◆ EXTRACTED TEXT ◆
The COVID-19 pandemic has greatly magnified supply challenges in all industries, and virus waves continue to cause an extraordinary amount of variation in both the demand for and the availability of necessary products. This uncertainty has also forced many organizations including container liner shipping to redesign their supply chain. Feeder services from hub ports are essential chain of shipping networks. This chapter addresses the design of feeder networks under consideration of demand fluctuations over the year. For this purpose, a perturbation-based variable neighbourhood search approach is developed in order to determine the feeder ship fleet size and mix, the fleet deployment, service routes, and voyage schedules to minimize operational costs. In the case study investigation, the authors consider the feeder network design problem faced by a feeder shipping company as a sample application. The performance of alternate network configurations is compared under dynamic demand conditions. Numerical results highlight the advantage of dynamic and flexible design of feeder service networks.
TopIntroduction
Driven by the ever-increasing loading capacity of containerships, hub-and-spoke networks turned out to be the most economic mode of organizing global container shipping. In this kind of networks hubs are connected to the main intercontinental sea routes while regional ports with low transport demand are serviced by small and medium-sized feeder ships. The connections from the hub ports to the regional ports constitute the feeder network which provides the global containership liners access to local transportation markets and avoids the megaships' calling at too many ports.
Global liner shipping as well as feeder service requires significant capital investment for the fleet of containerships and involves huge operational costs. High utilization of the fleet capacity is needed to secure the desired return on investment (Coskun et al., 2016; Polat & Güngör, 2019). Principally, the revenue of container shipping is affected by the transported container volume which in turn depends on the development of the world economy and world trade (Zachcial & Lemper, 2006). Specifically for feeder services there are close relationships to regional economic developments which strongly affect the transportation demand of export as well as import goods and raw materials. In addition to volume, the balance between import and export containers at ports is a critical factor. Theoretically, a feeder ship could carry up to twice of its slot capacity in a cyclic route if it departs from the hub port with all the import containers, delivers them to regional ports, simultaneously picks up export containers, and returns to the hub port loaded with export containers. When the trade is imbalanced at the ports, slots remain idle during the journey of the ship. In particular, trade imbalance in certain regions makes it difficult for feeder services to fully utilize the capacity of feeder ships operating in the network. Therefore, the design of feeder services plays a crucial role in maritime logistics.
Generally, in maritime transport demand fluctuates over the year with seasonal cycles, peaks at certain times of the year, and unexpected sharp drops and cancelations occur (Schulze & Prinz, 2009). For certain types of goods production and consumption varies over the year, e.g. following the harvest season for fruit or fish. While most of these factors are affecting only a single port or region, other factors like Christmas and Chinese New Year, create peaks in global trade. In addition, unexpected financial and political developments may cause demand fluctuations in intercontinental and regional container shipping. Figure 1 shows the monthly development of container traffic for a number of selected port (The Port of Los Angeles) from 1996 to 2020. The figure not only exhibits the periodic fluctuations but also highlights the impact of the economic crisis.

◆ APPLY WHAT YOU READ ◆
A. From the text on feeder networks, return the passage that begins at the words "Generally, in maritime" and stops after the words "the economic crisis.", copied word for word.
B. Answer these questions from the text on feeder networks:
(i) What approach does the chapter develop to design feeder networks?
(ii) Which two factors does the text name as creating peaks in global trade?
(iii) Which port and which years does Figure 1 cover?

◆ RECORDS ◆
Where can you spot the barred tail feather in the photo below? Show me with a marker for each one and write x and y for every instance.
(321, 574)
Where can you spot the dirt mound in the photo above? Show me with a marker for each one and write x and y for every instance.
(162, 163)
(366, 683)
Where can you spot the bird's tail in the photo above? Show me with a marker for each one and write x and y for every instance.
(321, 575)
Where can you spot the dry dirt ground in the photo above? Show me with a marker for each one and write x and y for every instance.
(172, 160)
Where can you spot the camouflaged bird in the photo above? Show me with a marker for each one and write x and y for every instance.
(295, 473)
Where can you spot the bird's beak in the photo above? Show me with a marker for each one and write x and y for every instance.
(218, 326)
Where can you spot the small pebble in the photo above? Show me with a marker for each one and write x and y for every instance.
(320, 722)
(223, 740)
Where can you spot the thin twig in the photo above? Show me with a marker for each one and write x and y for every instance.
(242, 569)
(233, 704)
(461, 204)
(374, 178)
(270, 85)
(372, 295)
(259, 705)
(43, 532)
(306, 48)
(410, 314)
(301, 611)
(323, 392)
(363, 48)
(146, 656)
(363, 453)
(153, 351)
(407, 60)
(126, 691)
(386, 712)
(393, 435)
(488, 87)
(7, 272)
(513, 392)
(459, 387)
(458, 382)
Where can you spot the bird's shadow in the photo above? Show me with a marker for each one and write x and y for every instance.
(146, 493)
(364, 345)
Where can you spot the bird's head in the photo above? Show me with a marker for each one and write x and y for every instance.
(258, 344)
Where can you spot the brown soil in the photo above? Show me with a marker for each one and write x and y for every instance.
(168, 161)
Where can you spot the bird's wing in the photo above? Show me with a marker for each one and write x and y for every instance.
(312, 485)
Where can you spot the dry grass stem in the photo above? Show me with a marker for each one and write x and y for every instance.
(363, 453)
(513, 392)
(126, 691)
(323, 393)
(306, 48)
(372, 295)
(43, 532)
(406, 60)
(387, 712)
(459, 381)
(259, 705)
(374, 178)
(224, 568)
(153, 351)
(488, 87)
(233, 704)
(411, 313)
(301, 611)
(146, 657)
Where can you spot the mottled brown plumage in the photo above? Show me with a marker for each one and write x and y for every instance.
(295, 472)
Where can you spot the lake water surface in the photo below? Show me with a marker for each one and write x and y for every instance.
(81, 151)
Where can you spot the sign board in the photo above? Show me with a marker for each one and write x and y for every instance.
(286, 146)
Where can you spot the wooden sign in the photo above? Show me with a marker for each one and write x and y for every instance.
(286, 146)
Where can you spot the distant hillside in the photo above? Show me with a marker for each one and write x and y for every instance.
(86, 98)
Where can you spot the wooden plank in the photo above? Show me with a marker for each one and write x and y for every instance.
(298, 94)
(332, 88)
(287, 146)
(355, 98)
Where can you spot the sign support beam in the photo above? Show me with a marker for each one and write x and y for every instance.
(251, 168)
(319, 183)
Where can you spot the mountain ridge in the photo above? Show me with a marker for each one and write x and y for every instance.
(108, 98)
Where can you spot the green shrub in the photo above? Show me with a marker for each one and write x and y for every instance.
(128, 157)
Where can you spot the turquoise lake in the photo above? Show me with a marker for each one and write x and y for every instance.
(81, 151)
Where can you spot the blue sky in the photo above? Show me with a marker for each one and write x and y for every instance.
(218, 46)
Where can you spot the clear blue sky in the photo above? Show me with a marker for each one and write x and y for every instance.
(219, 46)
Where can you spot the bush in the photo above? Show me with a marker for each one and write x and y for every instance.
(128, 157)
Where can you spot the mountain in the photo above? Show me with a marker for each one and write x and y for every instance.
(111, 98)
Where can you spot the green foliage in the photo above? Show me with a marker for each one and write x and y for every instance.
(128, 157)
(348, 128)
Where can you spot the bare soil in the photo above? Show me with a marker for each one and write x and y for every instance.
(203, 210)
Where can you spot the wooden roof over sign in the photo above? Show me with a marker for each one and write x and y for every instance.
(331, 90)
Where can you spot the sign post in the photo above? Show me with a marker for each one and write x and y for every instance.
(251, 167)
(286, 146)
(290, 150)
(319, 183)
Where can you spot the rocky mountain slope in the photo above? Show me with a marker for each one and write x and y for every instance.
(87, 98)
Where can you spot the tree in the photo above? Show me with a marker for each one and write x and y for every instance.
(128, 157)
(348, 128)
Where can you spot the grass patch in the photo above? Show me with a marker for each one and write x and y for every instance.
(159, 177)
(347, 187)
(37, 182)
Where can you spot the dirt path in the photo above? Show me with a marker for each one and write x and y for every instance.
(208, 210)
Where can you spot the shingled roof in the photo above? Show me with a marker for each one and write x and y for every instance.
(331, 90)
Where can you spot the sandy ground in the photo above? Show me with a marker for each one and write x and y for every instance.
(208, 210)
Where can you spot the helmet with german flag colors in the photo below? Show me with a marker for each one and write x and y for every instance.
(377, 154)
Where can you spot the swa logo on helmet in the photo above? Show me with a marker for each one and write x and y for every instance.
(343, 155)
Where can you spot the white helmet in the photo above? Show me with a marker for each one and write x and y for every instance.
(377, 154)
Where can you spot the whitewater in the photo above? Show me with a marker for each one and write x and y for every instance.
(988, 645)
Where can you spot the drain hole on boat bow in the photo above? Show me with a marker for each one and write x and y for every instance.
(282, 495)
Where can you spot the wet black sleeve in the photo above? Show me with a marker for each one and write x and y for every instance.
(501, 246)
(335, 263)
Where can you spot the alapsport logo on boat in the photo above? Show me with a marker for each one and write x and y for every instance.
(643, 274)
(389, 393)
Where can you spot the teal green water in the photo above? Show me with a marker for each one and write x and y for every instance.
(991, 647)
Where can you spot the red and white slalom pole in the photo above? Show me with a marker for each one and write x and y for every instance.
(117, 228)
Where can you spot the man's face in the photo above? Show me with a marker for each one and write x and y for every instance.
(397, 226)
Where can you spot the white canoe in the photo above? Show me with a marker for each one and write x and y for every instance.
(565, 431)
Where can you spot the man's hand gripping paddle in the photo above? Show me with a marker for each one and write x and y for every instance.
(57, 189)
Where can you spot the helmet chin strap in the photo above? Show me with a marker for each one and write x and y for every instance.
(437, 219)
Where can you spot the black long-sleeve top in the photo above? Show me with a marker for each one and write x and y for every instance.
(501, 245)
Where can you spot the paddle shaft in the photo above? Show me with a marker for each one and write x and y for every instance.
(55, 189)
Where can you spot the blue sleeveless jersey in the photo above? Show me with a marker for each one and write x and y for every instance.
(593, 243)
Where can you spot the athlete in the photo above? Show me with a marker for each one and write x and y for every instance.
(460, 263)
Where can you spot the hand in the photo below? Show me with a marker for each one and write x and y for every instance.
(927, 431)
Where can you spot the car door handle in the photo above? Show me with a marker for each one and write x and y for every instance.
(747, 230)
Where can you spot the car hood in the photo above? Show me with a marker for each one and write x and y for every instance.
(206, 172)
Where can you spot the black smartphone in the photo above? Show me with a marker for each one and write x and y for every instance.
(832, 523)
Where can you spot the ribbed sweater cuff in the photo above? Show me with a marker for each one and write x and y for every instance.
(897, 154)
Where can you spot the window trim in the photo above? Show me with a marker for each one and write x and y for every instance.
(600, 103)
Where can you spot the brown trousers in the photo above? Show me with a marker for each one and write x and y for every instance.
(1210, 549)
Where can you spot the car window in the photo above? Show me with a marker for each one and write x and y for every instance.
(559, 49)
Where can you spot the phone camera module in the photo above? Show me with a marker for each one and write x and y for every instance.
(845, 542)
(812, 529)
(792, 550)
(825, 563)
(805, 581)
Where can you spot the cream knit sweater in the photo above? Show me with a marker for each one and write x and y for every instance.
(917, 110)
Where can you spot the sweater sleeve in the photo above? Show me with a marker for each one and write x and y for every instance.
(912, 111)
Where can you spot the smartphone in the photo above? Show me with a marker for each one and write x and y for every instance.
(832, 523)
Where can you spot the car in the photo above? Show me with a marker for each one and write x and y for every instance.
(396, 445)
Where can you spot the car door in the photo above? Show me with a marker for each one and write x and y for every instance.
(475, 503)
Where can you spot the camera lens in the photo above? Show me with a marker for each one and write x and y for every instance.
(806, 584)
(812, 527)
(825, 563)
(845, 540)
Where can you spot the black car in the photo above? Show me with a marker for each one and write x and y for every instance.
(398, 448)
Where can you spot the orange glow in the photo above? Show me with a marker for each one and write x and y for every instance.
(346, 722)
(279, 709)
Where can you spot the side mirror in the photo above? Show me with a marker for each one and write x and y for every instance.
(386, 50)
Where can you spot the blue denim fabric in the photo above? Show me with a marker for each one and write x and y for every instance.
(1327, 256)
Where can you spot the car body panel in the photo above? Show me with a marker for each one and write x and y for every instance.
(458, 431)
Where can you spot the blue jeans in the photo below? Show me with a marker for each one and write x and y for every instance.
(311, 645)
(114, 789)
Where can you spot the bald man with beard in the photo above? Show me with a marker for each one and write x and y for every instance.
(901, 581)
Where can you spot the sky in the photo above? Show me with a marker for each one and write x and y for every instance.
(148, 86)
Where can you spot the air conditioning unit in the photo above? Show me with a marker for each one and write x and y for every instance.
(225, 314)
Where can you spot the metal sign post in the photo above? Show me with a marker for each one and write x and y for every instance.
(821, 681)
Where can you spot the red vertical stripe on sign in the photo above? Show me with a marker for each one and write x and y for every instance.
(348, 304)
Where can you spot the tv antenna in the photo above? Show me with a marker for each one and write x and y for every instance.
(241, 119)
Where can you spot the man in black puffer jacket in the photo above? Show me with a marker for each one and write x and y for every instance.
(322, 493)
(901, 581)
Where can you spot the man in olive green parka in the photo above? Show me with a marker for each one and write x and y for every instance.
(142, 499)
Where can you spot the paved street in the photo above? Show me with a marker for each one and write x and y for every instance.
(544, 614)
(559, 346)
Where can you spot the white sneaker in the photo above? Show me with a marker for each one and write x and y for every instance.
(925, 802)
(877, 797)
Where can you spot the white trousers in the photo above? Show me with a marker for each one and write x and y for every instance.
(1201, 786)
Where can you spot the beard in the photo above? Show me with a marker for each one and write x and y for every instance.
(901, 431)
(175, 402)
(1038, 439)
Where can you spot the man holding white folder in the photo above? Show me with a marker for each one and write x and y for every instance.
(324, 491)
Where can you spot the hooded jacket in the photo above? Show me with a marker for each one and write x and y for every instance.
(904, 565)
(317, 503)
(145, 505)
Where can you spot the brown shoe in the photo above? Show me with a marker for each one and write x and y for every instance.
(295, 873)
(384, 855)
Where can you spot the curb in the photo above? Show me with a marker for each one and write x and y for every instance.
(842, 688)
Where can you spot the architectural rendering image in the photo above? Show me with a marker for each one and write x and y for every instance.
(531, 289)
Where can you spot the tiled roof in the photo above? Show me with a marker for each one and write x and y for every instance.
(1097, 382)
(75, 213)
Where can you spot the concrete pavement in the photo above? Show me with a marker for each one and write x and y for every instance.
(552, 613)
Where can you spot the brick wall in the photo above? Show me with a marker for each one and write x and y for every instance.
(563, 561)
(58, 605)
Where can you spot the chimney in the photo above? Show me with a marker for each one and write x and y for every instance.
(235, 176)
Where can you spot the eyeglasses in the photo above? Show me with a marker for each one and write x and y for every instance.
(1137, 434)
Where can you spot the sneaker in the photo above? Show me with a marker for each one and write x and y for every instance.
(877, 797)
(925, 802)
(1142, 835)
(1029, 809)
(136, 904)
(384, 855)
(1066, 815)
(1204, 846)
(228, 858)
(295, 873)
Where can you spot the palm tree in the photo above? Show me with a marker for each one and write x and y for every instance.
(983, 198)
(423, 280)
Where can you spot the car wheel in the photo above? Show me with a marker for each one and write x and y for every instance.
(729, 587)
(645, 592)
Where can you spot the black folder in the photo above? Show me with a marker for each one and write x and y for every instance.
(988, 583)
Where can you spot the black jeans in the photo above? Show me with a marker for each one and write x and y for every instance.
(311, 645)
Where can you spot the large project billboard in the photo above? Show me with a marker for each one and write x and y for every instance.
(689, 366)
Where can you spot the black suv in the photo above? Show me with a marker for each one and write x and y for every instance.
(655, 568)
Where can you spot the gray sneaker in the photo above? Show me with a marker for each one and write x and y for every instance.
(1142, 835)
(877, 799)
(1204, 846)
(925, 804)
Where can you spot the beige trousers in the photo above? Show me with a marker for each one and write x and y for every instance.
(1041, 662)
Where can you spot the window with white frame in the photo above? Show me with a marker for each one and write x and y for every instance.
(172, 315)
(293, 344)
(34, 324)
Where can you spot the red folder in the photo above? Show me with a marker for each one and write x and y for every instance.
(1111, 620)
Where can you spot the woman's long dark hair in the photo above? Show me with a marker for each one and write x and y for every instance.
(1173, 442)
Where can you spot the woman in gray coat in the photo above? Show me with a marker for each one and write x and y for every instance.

◆ REPLIES ◆
A.
Generally, in maritime transport demand fluctuates over the year with seasonal cycles, peaks at certain times of the year, and unexpected sharp drops and cancelations occur (Schulze & Prinz, 2009). For certain types of goods production and consumption varies over the year, e.g. following the harvest season for fruit or fish. While most of these factors are affecting only a single port or region, other factors like Christmas and Chinese New Year, create peaks in global trade. In addition, unexpected financial and political developments may cause demand fluctuations in intercontinental and regional container shipping. Figure 1 shows the monthly development of container traffic for a number of selected port (The Port of Los Angeles) from 1996 to 2020. The figure not only exhibits the periodic fluctuations but also highlights the impact of the economic crisis.

B.
(i) A perturbation-based variable neighbourhood search approach.
(ii) Christmas and Chinese New Year.
(iii) The Port of Los Angeles, from 1996 to 2020.